» Text passage:
Written by Richard Rosso | May, 16, 2018

The spectacle of modern investment markets has sometimes moved me towards the conclusion that to make the purchase of an investment permanent and indissoluble, like marriage, except by reason of death or other grave cause, might be a useful remedy for our contemporary evils. For this would force the investor to direct his mind to the long-term prospects and to those only.  – John Maynard Keynes

It’s time we expose a few of the greatest financial mismatches in history. At the top of my mind, due to a myriad of behavioral and cognitive hiccups, are select retail investors (you know who you are), who must come to grips with how they’re handling current stock market volatility.

It’s a moment of truth

Too many investors possess a hook-up mentality with stocks. Holding periods are at historic lows. According to the New York Stock Exchange’s extensive database, the average holding period for stocks in 1960 was 8 years, 4 months.

As of December 2016, it was 8.3 months.

Last year’s unprecedented stock market performance for the S&P 500 was the worst event for investor psyche.

I’ll explain.

No doubt, it was a magical year. The market closed higher every month (first time in history). The Sharpe Ratio, or returns on the S&P relative to the risk-free (Treasury Bills) and volatility was 3.7. Since volatility was non-existent last year, risk-adjusted returns for the market were among the best I ever lived through; at least the highest in over 50 years.

Think of it like dating the most popular girl (or guy), in high school. In the beginning, you wonder how the heck it happened. Such luck! Eventually, you believe you’re entitled to dating prom kings and queens in perpetuity. The problem is ego. You convince yourself the perfect prom date is the norm and begin to compare every date after to “the one.” What a great way to set yourself up for failure, missed opportunities and myopia that slaughters portfolio returns (and possibly, relationships!)

In 2017, equity investors witnessed a storybook investment scenario. This year so far? Reality bites. It’s not that your adviser doesn’t know what he or she is doing; it’s not the market doing anything out of the ordinary, either. The nature of the market is volatility, jagged edges and fractals. The sojourn, the Sunday drive in perfect weather with the top down on a newly-paved road in 2017, was an outlier. The environment you’re investing through today is the norm; therefore, the problem must be the driver, the investor who doesn’t realize the road conditions are back to resembling 5pm rush-hour in a downpour.

Do you experience frustration with a purchase your adviser implements or recommends if the price doesn’t quickly move in your favor? Do you question every move (or lack thereof), a financial partner makes?

How often do you say to yourself – “She didn’t take enough profit. Why did he buy that dog? Why isn’t he or she doing anything? (Sometimes doing nothing is the best strategy, btw).

» Set of tasks:
1 > According to the article on investors and stock market volatility, what was the average holding period for stocks in 1960?
2 > Continue the article on investors and stock market volatility from the point where it ends.

» Dataset:
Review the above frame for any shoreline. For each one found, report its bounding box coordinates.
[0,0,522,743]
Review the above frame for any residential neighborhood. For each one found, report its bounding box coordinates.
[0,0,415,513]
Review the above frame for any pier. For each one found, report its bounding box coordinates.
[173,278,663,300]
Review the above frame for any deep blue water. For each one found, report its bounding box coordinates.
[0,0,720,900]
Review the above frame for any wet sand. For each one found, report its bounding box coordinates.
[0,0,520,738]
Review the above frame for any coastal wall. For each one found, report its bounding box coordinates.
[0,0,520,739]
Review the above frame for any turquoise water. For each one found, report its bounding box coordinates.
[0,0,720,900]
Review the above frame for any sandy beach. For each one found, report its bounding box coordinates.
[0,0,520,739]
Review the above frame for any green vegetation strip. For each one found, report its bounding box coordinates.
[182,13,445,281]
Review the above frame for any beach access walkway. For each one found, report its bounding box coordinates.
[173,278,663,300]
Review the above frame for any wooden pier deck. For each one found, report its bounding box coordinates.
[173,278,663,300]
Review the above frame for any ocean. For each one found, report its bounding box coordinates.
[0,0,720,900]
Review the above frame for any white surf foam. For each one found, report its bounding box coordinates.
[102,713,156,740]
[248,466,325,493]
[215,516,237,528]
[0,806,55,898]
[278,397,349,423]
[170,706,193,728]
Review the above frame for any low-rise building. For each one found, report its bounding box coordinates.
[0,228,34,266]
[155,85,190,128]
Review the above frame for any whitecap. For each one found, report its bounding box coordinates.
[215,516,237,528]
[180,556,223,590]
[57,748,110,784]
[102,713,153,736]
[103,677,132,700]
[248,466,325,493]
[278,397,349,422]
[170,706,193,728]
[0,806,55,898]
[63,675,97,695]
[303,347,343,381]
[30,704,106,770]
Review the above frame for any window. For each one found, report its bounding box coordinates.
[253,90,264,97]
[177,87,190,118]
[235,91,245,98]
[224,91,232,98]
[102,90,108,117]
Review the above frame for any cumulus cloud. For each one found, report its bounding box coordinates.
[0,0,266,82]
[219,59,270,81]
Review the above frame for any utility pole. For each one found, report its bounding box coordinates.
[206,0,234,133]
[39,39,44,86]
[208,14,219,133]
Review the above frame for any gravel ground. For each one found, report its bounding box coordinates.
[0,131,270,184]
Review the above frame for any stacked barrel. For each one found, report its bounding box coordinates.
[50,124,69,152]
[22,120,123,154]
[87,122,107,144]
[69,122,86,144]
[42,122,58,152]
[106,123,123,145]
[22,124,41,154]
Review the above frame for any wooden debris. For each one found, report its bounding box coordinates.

» Replies:
1 > 8 years, 4 months

2 >
Do you constantly compare portfolio performance every quarter with a stock market index that has nothing to do with returns required to meet a personalized benchmark or long-term goal like retirement?

Ostensibly, the ugly truth is there may be a mismatch between your brain and your brain on investments. Listen, stocks aren’t for everyone. Bonds can be your worst enemy. Even the highest quality bond fluctuates and can be sold at a loss before maturity. This is the year as an investor you’re going to need to accept that volatility is the entrance fee to play this investment game.

According to Crestmont Research, volatility for the S&P 500 tends to average near 15%. However, volatile is well, volatile. Most periods generally fall within a band of 10% to 20% volatility with pockets of unusually high and low periods.

The space between gray lines represents four-year periods. Observe how volatility collapsed in 2017, lower than it’s been in this decades-long series.

Per Crestmont:

“High or rising volatility often corresponds to declining markets; low or falling volatility is associated with good markets. Periods of low volatility are reflections of a good market, not a predictor of good markets in the future.”

So, as an investor, what are the greatest financial mismatches you’ll face today?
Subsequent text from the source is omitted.